__SET TASK__
From the climate book article below, return the passage word for word, starting with "She reached out" and going on through "to counteract it.".

__READING TEXT__

She reached out to the company, and founder Jelani Memory told her they’d been wanting to publish a book on climate change. In Greenspan and Artis, Memory found authors with experience organizing communities, especially young people, to address climate change.
Action as an Antidote for Anxiety
A Kid’s Book About Climate Change, published last April and marketed as being for children ages 5 to 9, is sleekly designed and includes the kind of information that adults may find both eye-opening and useful in talking about the topic with kids.
It arrived amid growing concern about how climate change is affecting kids’ mental health, with studies showing young people struggling to cope with anxiety about climate change and a sense that governments aren’t doing enough to counteract it.
In the book, Greenspan and Artis trace how 250 years of industrial living have affected the Earth’s climate, using a metaphor of sickness to help kids understand those ill effects. And while they don’t shy away from the enormity of the problems caused by climate change, they also lay out some concrete ways that young readers can help alleviate those problems, offering visions of what a more climate-friendly future could look like, from alternative energy to a robust high-speed rail infrastructure.
“There’s definitely a through line in the book about ways to take action and reasons to be hopeful, and learning about actual solutions to the crisis,” said Artis, who is currently a senior at Brown University. “It’s about ways that kids can think about solutions on their own and ways that they can influence others to take action on solutions. And there’s a quote at the very end that I really like, which is that ‘the best antidote for anxiety is action.’ We really believe that.”
Greenspan noted that she and Artis had a climate scientist who works with youth, as well as a licensed mental health practitioner, review the manuscript to help them ensure it strikes the right tone for their audience.
Now, the two have their sights set on a slightly older audience. In November, they launched 1 Point 5, a podcast on climate justice. Greenspan said the 12-episode series, produced by A Kid’s Company About, will cover three main topics: what climate change is, intersectionality and climate injustice (i.e., how issues of race, gender, class, and other forms of identity affect and are affected by climate change), and solutions. They plan to interview activists, climate scientists, and policymakers, and they hope to reach teens and tweens, in particular.
“It’s just such a great challenge,” Greenspan said, “because I’m always trying to become a better communicator about climate science and climate justice, and there’s no greater challenge than trying to condense really complex information to the simplest possible language. It’s really teaching me a lot.”
An Economic Perspective on Environmental Work
While working on the book and podcast, Greenspan, who majored in economics and minored in psychology at Fordham, has also been working a full-time job as a performance analyst at Paradigm Capital Management and serving as a climate fellow at Martini Education & Opportunity Trust, founded by Fordham graduate Brent Martini, GABELLI ’86.
Greenspan met Martini a few years ago, when he was an executive in residence at the Gabelli School of Business and she was a member of Fordham’s Social Innovation Collaboratory, a network of students, faculty, alumni and others working to promote social innovation. The group instilled in her “great values of collaboration and teamwork,” she said.
Greenspan added that while some might think economics an unlikely major and finance an unlikely career choice for someone with a passion for environmental justice, the two fields have given her a valuable perspective on how to address climate issues.
“Majoring in and working in those fields gives me credibility and a great lens through which to look at problems like climate change,” she said. “At the end of the day, it has helped me in getting into rooms and meeting people who have helped me on my climate journey.”

__RECORD LIST__
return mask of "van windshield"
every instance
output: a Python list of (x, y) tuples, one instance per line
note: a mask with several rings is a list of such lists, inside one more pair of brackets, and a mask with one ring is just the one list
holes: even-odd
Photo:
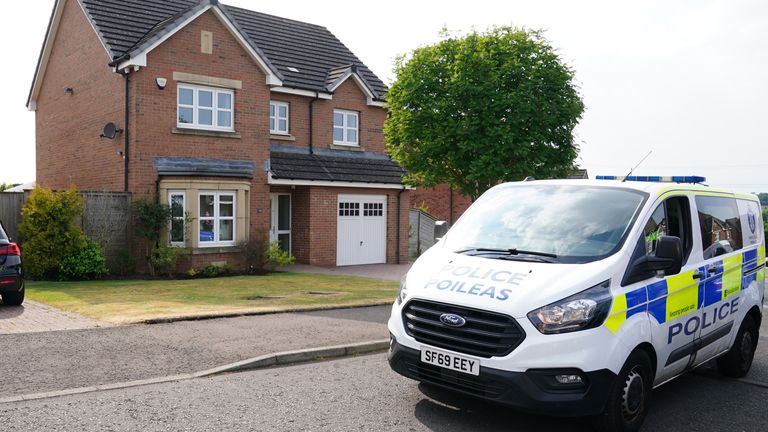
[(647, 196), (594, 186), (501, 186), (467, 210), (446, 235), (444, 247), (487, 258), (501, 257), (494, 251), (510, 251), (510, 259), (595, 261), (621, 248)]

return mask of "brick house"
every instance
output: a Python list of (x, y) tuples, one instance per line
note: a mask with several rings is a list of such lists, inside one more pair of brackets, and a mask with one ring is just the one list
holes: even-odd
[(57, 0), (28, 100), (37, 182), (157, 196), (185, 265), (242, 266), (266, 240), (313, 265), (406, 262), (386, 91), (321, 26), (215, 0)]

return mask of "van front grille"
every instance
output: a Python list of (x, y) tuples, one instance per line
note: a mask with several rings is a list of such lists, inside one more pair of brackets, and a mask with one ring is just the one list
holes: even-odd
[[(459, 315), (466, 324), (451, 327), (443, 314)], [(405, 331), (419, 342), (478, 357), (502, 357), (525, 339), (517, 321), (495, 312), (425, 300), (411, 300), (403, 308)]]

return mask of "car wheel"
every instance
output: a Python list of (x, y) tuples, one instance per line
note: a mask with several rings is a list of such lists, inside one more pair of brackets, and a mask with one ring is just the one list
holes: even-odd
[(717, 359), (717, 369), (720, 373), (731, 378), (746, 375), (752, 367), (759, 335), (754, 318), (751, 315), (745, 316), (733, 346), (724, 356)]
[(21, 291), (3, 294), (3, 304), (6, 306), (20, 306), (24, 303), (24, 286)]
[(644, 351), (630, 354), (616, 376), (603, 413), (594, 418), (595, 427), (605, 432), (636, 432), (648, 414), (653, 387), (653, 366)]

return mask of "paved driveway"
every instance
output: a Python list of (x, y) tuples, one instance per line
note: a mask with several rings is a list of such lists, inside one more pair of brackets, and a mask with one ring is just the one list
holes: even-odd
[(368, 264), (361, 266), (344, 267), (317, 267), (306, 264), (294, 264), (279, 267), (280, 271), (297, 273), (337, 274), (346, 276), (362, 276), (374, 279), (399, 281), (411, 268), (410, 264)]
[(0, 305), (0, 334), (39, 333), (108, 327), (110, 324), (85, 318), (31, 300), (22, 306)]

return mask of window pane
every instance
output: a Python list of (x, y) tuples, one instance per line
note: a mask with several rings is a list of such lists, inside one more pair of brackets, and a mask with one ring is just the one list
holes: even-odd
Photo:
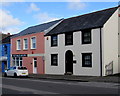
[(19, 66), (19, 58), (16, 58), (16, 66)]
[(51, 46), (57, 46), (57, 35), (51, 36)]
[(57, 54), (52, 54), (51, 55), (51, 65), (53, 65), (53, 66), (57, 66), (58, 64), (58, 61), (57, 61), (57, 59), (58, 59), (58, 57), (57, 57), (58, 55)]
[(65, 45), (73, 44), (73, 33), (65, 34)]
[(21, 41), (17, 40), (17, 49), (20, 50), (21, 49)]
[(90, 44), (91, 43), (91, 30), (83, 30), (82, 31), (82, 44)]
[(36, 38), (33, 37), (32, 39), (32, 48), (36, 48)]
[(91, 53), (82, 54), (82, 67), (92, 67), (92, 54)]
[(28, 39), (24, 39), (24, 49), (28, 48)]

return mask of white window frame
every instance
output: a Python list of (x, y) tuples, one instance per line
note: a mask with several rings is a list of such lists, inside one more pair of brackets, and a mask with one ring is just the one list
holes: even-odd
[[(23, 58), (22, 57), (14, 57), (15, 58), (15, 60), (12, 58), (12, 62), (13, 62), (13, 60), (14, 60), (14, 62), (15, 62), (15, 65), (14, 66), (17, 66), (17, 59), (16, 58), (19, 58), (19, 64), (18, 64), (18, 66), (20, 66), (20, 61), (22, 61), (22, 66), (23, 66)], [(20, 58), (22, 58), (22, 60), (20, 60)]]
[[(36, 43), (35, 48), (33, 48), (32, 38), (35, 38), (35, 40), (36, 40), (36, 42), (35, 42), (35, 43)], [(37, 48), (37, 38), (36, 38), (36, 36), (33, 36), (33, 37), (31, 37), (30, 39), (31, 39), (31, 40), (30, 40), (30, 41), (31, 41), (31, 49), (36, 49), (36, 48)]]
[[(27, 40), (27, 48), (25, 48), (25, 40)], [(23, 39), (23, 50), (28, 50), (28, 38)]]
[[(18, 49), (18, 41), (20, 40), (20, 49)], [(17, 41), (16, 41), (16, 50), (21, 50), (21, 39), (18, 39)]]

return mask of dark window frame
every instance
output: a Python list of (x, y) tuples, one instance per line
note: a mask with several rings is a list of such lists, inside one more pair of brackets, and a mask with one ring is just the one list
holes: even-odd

---

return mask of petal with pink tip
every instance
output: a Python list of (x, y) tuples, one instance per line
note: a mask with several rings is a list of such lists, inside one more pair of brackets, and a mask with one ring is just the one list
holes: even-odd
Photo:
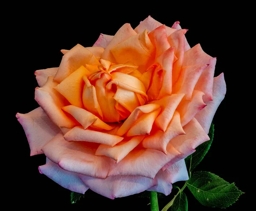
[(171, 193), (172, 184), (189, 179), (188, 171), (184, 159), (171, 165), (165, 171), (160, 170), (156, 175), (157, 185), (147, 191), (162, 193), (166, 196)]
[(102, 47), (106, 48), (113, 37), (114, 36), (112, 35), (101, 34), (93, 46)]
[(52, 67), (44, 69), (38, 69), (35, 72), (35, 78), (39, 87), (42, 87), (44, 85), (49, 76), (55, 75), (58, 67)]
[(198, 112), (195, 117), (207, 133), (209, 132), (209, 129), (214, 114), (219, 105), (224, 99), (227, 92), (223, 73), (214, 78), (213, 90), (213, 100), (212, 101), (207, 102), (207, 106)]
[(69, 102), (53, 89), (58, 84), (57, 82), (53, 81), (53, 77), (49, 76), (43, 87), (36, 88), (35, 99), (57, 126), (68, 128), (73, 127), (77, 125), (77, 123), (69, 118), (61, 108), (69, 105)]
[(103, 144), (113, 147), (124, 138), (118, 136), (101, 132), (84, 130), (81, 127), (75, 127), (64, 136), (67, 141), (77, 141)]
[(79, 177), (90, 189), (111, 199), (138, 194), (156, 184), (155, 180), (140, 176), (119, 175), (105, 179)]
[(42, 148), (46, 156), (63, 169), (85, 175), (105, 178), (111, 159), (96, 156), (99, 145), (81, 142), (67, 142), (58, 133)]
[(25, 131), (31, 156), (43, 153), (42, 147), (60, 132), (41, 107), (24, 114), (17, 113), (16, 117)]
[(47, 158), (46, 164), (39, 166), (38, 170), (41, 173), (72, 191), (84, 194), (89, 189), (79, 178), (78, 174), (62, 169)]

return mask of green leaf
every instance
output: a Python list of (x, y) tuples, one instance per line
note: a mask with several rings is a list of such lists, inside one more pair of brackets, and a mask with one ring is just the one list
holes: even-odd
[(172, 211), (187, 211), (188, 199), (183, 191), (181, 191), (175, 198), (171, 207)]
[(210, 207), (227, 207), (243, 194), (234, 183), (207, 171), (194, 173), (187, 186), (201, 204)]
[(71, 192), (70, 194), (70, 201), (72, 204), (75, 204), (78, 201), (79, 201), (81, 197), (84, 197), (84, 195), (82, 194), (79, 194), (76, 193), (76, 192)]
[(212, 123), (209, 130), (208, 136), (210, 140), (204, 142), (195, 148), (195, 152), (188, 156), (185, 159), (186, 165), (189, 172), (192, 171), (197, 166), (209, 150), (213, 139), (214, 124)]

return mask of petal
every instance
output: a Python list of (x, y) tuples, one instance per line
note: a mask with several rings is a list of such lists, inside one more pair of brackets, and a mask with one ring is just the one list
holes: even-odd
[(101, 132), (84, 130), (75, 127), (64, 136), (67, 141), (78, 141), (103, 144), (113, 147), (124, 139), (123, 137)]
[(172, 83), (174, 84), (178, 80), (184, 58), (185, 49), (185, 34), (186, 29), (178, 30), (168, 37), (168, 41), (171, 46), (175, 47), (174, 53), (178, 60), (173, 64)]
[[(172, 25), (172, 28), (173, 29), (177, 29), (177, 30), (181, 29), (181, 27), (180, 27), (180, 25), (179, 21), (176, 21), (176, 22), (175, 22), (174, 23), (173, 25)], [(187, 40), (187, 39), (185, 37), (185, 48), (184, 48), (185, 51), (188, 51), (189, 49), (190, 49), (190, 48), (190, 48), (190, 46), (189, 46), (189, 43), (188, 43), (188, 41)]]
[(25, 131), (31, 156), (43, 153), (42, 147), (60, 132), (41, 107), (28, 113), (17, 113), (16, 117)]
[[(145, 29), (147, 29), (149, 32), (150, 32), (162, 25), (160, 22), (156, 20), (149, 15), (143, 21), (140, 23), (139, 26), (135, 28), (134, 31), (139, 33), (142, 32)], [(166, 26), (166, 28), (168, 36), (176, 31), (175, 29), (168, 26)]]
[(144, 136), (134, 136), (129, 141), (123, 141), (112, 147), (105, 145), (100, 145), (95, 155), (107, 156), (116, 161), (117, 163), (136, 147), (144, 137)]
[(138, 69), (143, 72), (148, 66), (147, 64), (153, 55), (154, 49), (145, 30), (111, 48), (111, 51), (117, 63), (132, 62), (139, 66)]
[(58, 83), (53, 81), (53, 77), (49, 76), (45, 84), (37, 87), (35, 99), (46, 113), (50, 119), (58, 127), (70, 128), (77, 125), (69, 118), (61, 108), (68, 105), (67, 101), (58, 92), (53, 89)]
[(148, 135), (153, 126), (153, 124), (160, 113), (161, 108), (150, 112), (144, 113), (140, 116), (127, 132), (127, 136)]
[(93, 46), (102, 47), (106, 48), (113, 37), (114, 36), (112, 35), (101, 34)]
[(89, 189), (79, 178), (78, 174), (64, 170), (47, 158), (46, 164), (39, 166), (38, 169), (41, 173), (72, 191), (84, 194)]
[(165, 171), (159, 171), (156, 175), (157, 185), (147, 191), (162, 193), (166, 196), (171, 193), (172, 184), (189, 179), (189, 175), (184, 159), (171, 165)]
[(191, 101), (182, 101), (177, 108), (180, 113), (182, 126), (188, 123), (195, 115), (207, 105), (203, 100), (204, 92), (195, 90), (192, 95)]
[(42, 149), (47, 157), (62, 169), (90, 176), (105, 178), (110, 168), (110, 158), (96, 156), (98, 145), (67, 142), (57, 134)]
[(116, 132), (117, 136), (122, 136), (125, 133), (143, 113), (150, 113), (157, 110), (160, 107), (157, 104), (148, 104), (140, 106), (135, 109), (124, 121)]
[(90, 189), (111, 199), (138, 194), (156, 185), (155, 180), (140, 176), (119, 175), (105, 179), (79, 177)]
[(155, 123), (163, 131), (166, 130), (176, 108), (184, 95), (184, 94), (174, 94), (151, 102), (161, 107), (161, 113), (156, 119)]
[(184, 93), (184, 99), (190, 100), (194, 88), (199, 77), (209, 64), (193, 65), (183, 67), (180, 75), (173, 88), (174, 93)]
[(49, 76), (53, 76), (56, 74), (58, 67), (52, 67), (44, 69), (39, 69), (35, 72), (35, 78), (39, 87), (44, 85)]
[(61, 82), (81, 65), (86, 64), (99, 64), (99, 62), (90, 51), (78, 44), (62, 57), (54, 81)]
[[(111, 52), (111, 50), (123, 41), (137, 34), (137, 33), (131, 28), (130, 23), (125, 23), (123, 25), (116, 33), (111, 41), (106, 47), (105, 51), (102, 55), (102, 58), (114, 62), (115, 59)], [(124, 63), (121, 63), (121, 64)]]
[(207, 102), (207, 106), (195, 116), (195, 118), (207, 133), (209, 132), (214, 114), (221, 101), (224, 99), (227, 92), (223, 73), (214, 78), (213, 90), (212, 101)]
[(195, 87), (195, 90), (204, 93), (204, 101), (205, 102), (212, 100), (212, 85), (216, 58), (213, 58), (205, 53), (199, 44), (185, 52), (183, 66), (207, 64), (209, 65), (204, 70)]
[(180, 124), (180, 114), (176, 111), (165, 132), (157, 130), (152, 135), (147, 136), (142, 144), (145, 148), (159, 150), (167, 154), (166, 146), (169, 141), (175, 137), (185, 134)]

__EXERCISE RESULT__
She reached out to the company, and founder Jelani Memory told her they’d been wanting to publish a book on climate change. In Greenspan and Artis, Memory found authors with experience organizing communities, especially young people, to address climate change.
Action as an Antidote for Anxiety
A Kid’s Book About Climate Change, published last April and marketed as being for children ages 5 to 9, is sleekly designed and includes the kind of information that adults may find both eye-opening and useful in talking about the topic with kids.
It arrived amid growing concern about how climate change is affecting kids’ mental health, with studies showing young people struggling to cope with anxiety about climate change and a sense that governments aren’t doing enough to counteract it.